#### Task brief
Scan the records below. List lines holding "vent".

Stored data entries

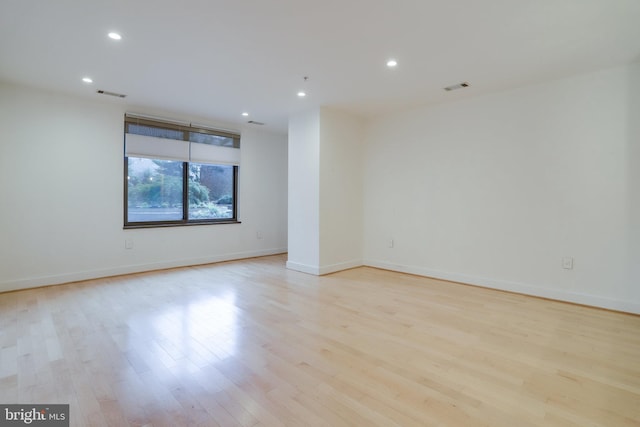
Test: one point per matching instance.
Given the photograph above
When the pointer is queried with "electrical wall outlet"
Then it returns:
(567, 263)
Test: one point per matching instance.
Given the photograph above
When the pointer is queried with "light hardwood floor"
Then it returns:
(250, 343)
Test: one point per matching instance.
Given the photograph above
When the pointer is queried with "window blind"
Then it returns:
(171, 140)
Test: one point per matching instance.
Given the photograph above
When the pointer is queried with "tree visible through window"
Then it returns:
(175, 192)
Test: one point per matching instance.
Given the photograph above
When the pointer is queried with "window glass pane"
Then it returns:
(210, 191)
(154, 131)
(154, 190)
(203, 138)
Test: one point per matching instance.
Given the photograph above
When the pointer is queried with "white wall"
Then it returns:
(340, 191)
(497, 189)
(61, 181)
(304, 192)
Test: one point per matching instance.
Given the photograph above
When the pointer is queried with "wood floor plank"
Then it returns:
(250, 343)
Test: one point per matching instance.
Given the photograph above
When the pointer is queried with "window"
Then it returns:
(179, 174)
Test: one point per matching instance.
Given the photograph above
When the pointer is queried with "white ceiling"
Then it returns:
(218, 58)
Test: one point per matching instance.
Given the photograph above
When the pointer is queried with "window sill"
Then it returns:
(178, 224)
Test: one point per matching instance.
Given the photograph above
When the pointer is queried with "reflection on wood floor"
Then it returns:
(250, 343)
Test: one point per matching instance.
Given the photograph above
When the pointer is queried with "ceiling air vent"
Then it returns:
(117, 95)
(458, 86)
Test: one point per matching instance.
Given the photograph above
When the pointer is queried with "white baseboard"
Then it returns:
(34, 282)
(323, 269)
(521, 288)
(303, 268)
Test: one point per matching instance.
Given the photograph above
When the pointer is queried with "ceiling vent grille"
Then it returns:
(117, 95)
(458, 86)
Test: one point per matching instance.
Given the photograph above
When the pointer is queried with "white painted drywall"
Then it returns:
(340, 190)
(61, 181)
(304, 192)
(496, 190)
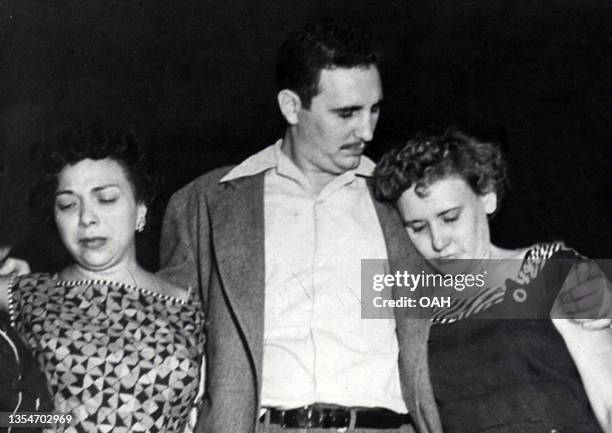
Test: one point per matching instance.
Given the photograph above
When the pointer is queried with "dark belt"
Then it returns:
(323, 416)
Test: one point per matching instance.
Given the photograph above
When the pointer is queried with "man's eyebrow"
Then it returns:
(347, 108)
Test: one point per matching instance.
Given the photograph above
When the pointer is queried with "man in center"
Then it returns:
(276, 245)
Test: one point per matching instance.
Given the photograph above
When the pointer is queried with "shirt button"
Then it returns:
(520, 295)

#### Output of the task
When the pointer is queried with "ceiling air vent"
When the pointer is queried with "ceiling vent grille"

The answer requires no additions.